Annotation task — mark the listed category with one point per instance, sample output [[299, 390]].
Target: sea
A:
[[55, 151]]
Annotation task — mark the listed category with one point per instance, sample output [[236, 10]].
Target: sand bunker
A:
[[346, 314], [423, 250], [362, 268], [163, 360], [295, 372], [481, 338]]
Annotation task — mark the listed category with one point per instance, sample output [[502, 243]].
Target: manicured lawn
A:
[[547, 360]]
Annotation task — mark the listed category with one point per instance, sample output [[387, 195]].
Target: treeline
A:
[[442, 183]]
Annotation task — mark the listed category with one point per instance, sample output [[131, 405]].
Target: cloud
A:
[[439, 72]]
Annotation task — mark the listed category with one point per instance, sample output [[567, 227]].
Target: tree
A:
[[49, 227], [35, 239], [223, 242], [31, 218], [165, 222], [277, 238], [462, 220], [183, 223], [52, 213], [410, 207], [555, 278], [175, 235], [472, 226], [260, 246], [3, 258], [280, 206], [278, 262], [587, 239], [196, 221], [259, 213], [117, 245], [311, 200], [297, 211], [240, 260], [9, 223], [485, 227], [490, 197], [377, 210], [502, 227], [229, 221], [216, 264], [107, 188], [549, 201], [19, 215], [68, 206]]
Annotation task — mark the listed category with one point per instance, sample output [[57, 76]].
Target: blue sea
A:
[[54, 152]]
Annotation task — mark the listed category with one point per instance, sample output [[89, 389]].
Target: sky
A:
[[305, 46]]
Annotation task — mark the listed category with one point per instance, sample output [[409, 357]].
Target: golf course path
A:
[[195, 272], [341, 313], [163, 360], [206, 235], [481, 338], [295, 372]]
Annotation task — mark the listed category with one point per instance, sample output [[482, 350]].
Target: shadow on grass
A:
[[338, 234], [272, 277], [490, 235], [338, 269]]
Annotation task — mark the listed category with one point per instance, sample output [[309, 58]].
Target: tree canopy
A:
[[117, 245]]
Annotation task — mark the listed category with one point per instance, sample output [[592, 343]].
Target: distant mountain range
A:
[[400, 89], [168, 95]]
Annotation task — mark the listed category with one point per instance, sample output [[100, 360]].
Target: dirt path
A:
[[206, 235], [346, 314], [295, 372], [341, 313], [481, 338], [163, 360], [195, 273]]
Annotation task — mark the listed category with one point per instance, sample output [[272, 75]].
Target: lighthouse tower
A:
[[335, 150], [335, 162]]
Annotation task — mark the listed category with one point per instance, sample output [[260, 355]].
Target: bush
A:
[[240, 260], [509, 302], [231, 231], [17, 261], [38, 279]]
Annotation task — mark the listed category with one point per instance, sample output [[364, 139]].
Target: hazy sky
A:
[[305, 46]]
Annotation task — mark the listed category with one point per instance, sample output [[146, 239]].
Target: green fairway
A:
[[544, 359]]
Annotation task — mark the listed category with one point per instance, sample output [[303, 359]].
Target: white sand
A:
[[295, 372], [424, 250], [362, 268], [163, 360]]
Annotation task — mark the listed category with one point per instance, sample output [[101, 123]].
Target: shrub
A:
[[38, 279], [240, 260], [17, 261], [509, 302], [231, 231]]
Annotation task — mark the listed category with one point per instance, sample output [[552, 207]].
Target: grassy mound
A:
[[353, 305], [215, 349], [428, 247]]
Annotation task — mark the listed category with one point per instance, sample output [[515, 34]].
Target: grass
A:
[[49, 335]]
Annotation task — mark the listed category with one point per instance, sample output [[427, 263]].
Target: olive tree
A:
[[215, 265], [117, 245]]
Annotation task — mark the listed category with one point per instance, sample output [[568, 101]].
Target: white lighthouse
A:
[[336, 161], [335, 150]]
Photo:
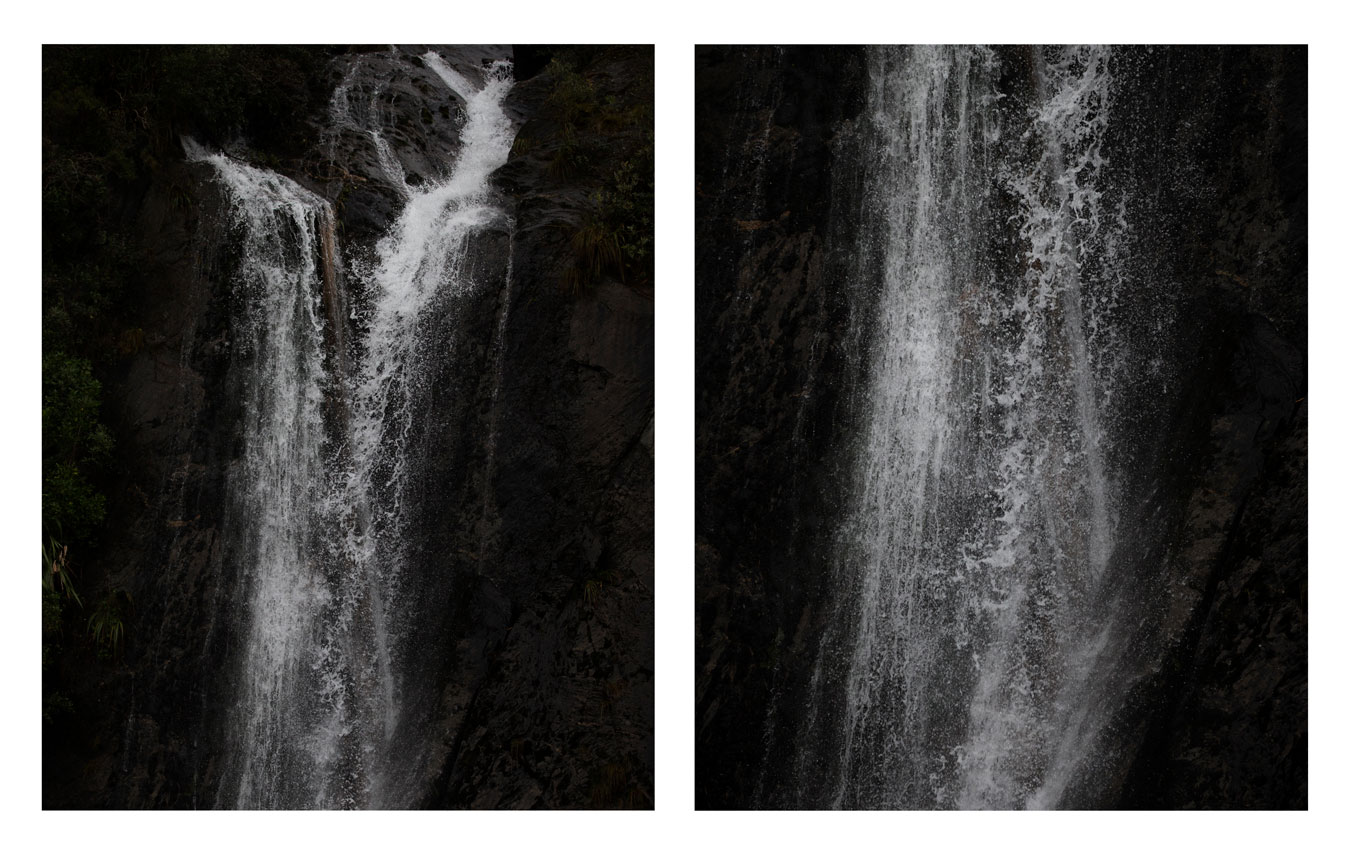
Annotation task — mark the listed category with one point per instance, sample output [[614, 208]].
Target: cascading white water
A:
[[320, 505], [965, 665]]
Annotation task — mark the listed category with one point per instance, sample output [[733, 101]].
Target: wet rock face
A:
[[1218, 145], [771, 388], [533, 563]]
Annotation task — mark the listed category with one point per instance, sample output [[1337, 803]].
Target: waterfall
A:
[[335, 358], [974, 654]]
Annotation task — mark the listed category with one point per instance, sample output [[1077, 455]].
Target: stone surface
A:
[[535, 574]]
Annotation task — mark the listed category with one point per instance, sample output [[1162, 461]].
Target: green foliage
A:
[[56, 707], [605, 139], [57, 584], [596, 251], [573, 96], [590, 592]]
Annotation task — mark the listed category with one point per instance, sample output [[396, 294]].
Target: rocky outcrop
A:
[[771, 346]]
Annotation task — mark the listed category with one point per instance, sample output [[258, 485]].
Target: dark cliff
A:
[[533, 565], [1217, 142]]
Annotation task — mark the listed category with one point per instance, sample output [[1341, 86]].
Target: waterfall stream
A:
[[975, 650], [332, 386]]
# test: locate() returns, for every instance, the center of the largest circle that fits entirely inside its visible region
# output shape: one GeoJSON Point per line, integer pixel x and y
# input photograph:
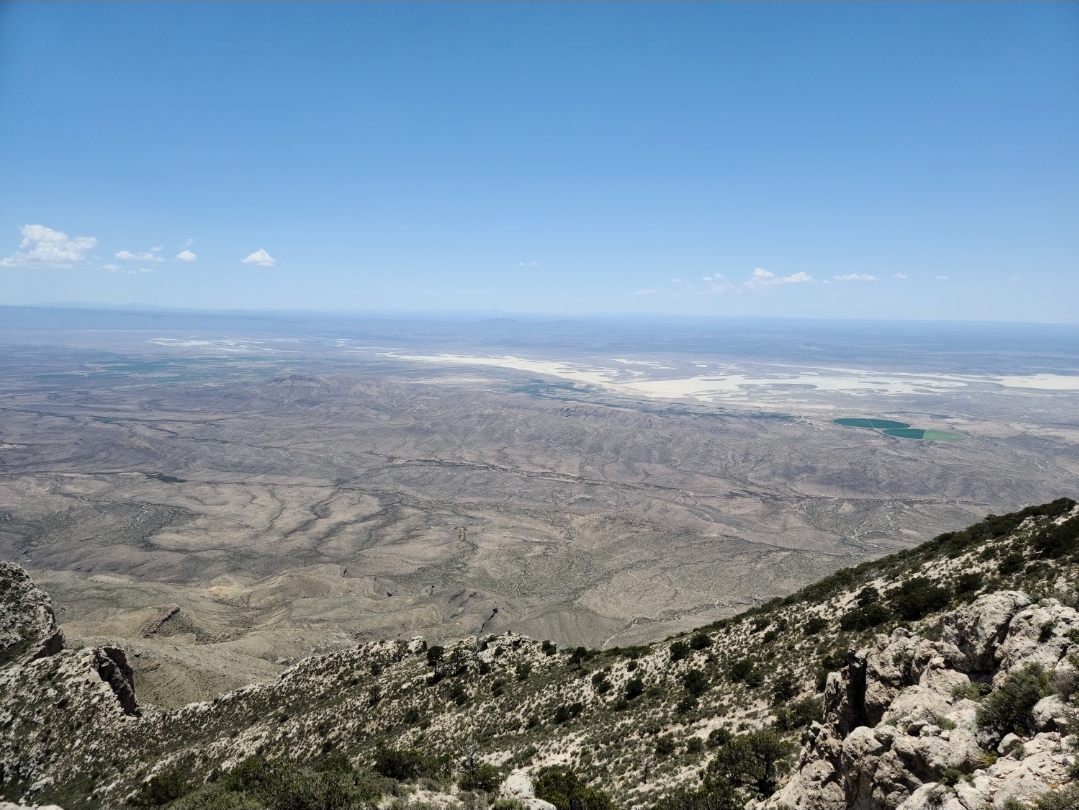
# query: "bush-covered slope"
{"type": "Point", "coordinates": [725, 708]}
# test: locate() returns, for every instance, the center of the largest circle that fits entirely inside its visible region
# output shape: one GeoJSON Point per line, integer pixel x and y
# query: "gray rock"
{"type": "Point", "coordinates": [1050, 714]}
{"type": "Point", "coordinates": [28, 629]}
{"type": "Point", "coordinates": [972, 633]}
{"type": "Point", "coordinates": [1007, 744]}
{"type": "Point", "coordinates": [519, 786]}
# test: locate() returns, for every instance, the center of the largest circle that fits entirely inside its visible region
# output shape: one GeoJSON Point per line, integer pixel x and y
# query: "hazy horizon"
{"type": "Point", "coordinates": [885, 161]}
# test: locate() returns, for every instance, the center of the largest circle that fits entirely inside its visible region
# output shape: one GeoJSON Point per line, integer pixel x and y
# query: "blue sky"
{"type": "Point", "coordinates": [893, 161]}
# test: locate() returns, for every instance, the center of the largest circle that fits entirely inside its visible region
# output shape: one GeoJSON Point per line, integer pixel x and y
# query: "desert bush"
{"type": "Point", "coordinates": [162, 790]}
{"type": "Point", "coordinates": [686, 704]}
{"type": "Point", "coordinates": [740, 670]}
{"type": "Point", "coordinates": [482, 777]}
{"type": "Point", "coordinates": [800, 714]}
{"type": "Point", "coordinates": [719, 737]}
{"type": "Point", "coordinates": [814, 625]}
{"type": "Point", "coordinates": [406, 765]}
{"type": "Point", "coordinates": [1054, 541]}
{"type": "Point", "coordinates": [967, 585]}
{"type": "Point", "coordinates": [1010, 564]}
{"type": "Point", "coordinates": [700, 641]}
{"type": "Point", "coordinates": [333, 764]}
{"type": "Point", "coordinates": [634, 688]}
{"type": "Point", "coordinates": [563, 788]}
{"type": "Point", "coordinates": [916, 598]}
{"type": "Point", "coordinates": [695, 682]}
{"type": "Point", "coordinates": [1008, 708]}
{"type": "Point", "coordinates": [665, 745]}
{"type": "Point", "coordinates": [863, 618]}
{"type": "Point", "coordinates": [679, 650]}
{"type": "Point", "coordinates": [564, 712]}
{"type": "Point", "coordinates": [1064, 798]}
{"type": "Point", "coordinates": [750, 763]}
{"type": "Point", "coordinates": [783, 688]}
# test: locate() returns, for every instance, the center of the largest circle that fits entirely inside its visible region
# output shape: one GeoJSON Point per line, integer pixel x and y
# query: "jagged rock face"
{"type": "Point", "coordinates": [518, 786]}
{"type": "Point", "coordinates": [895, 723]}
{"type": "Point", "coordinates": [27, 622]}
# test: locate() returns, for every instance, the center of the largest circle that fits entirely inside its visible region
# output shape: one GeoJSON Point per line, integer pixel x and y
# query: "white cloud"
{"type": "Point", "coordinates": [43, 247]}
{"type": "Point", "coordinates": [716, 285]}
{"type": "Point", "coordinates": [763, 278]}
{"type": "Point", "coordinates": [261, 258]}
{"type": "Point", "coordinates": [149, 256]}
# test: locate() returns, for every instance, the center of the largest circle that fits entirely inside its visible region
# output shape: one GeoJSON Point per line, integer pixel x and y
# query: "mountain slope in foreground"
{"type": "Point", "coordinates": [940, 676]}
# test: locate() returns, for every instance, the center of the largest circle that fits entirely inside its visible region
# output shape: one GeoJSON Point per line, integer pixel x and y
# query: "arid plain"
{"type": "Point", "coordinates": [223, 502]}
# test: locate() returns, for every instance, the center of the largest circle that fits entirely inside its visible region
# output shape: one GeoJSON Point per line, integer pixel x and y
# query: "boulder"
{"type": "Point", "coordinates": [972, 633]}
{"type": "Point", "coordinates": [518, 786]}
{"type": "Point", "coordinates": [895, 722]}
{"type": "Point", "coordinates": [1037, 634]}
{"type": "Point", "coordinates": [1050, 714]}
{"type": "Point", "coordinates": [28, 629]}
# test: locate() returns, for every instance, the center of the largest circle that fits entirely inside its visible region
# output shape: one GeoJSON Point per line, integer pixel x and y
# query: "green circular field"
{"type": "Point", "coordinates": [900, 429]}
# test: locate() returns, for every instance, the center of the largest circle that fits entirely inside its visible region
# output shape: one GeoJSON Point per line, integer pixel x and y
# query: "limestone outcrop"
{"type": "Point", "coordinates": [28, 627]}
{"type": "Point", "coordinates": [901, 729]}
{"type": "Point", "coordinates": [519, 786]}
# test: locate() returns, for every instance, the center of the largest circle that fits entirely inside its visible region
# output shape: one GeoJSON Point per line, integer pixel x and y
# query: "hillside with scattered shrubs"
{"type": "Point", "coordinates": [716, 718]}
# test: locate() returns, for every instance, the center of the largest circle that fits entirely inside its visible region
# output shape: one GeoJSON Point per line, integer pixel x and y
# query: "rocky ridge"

### WHAT YOU SHOULD DO
Put the entries above, from the start through the line containing "[[547, 360]]", into a two-column CSV headed text and answer, with one row per entry. Wrap each field in quotes and replace any line breaks inside a field with spaces.

### ANSWER TO THE EXERCISE
text,answer
"Annotation task — mark the listed category with one point per instance, sample output [[299, 390]]. Target: sea A:","[[55, 151]]"
"Annotation task — mark the listed category with one point per instance, sample output [[236, 10]]. Target: sand bunker A:","[[346, 314], [423, 250], [362, 268], [163, 360], [295, 372], [481, 338]]"
"Annotation task — mark the listed category with one point per instance, sample output [[502, 243]]. Target: manicured lawn A:","[[547, 360]]"